**Data records**

◆ ◆ ◆ ◆ ◆ ◆ ◆

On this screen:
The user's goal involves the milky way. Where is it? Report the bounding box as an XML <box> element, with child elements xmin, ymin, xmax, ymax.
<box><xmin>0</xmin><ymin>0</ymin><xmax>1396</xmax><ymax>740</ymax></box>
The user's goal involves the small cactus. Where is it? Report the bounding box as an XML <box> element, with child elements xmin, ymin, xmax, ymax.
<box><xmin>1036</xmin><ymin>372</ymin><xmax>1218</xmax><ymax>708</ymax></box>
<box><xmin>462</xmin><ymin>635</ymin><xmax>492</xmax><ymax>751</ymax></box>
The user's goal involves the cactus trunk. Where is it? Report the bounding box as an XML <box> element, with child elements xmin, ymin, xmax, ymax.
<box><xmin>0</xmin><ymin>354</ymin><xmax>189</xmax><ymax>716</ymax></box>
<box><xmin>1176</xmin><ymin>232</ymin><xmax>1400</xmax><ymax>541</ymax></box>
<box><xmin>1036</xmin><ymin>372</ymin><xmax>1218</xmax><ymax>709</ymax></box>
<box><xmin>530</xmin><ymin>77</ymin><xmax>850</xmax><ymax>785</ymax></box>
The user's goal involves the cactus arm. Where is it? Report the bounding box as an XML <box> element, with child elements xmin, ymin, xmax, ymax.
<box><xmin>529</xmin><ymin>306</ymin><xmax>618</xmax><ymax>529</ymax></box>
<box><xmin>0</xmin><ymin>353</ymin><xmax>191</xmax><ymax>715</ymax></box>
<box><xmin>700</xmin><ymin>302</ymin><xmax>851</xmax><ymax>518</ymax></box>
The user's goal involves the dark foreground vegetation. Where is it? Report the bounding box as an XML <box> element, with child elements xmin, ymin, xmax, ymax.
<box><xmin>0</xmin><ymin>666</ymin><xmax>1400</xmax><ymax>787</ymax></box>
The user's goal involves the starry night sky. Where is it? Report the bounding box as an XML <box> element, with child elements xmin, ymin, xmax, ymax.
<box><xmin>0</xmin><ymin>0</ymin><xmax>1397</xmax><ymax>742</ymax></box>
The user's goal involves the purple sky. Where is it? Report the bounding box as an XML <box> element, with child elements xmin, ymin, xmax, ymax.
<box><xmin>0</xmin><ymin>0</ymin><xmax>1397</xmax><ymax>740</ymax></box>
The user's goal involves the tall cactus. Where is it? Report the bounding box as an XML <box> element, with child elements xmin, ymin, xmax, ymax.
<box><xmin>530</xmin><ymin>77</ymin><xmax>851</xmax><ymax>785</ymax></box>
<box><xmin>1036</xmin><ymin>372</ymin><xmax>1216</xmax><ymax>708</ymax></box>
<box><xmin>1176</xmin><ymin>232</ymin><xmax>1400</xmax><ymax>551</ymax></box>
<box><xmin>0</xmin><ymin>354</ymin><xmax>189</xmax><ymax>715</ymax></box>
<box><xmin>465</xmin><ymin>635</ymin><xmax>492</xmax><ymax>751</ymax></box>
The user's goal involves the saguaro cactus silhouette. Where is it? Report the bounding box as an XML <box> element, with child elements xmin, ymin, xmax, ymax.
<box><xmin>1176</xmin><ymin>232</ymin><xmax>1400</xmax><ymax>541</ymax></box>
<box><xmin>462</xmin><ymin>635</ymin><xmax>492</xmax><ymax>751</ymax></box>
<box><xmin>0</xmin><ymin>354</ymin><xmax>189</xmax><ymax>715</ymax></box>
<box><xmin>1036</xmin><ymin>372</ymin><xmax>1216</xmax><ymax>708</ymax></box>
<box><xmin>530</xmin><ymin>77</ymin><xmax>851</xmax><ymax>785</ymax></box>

◆ ◆ ◆ ◆ ◆ ◆ ◆

**Directions**
Please rewrite the records above with every "bounding box" replaced by "enclosing rectangle". Keep everything else the same.

**Full output**
On this screen:
The user's goal involves the milky way. Where is it? Report the enclosing rectangle as an XML <box> element, with child elements xmin, ymin, xmax, ymax.
<box><xmin>0</xmin><ymin>0</ymin><xmax>1396</xmax><ymax>740</ymax></box>
The user's goal involves the small cactus. Where is it? Report the enclosing rectangle as an XML <box> element, with child elements xmin, ymin, xmax, ymax.
<box><xmin>1036</xmin><ymin>372</ymin><xmax>1218</xmax><ymax>708</ymax></box>
<box><xmin>462</xmin><ymin>635</ymin><xmax>492</xmax><ymax>751</ymax></box>
The user's goal involves the cactus trunk. Where is it? Report the enclosing rectangle as an XML <box> element, with child elements xmin, ymin, xmax, ymax.
<box><xmin>0</xmin><ymin>354</ymin><xmax>189</xmax><ymax>716</ymax></box>
<box><xmin>1176</xmin><ymin>232</ymin><xmax>1400</xmax><ymax>541</ymax></box>
<box><xmin>1036</xmin><ymin>372</ymin><xmax>1218</xmax><ymax>709</ymax></box>
<box><xmin>530</xmin><ymin>77</ymin><xmax>850</xmax><ymax>785</ymax></box>
The user's goal involves the cactus arm. Where is it? Report the enclosing rectangle as an XML <box> element, with child elements xmin, ymin, xmax, ymax.
<box><xmin>529</xmin><ymin>306</ymin><xmax>618</xmax><ymax>529</ymax></box>
<box><xmin>0</xmin><ymin>353</ymin><xmax>191</xmax><ymax>715</ymax></box>
<box><xmin>700</xmin><ymin>302</ymin><xmax>851</xmax><ymax>518</ymax></box>
The user's goal involves the dark foreground vegetation. Where is it? Report the enclosing rectangle as an XML <box> element, with child elements xmin, ymin, xmax, ymax.
<box><xmin>0</xmin><ymin>666</ymin><xmax>1400</xmax><ymax>787</ymax></box>
The user's goal involves the starry night sky. Where is it? Report the enclosing rectangle as an XML <box> element, with child elements xmin, ymin, xmax, ymax.
<box><xmin>0</xmin><ymin>0</ymin><xmax>1397</xmax><ymax>742</ymax></box>
The user's goal involves the purple sky. Where is it? Report the enclosing rectangle as an XML <box> element, with child elements xmin, ymin, xmax, ymax.
<box><xmin>0</xmin><ymin>0</ymin><xmax>1397</xmax><ymax>740</ymax></box>
The user's goal involves the tall cactus. Where is it? Report the enclosing rectangle as an XML <box> element, with child elements xmin, ymin, xmax, ymax.
<box><xmin>530</xmin><ymin>77</ymin><xmax>851</xmax><ymax>785</ymax></box>
<box><xmin>1036</xmin><ymin>372</ymin><xmax>1216</xmax><ymax>708</ymax></box>
<box><xmin>1176</xmin><ymin>232</ymin><xmax>1400</xmax><ymax>551</ymax></box>
<box><xmin>0</xmin><ymin>354</ymin><xmax>189</xmax><ymax>715</ymax></box>
<box><xmin>465</xmin><ymin>635</ymin><xmax>492</xmax><ymax>751</ymax></box>
The user's goal involves the saguaro cactus silhouette. Where is it? Report the enclosing rectangle as an XML <box> element, with child elements xmin, ymin, xmax, ymax.
<box><xmin>1176</xmin><ymin>232</ymin><xmax>1400</xmax><ymax>541</ymax></box>
<box><xmin>462</xmin><ymin>635</ymin><xmax>492</xmax><ymax>751</ymax></box>
<box><xmin>0</xmin><ymin>354</ymin><xmax>189</xmax><ymax>715</ymax></box>
<box><xmin>1036</xmin><ymin>372</ymin><xmax>1216</xmax><ymax>708</ymax></box>
<box><xmin>530</xmin><ymin>77</ymin><xmax>851</xmax><ymax>785</ymax></box>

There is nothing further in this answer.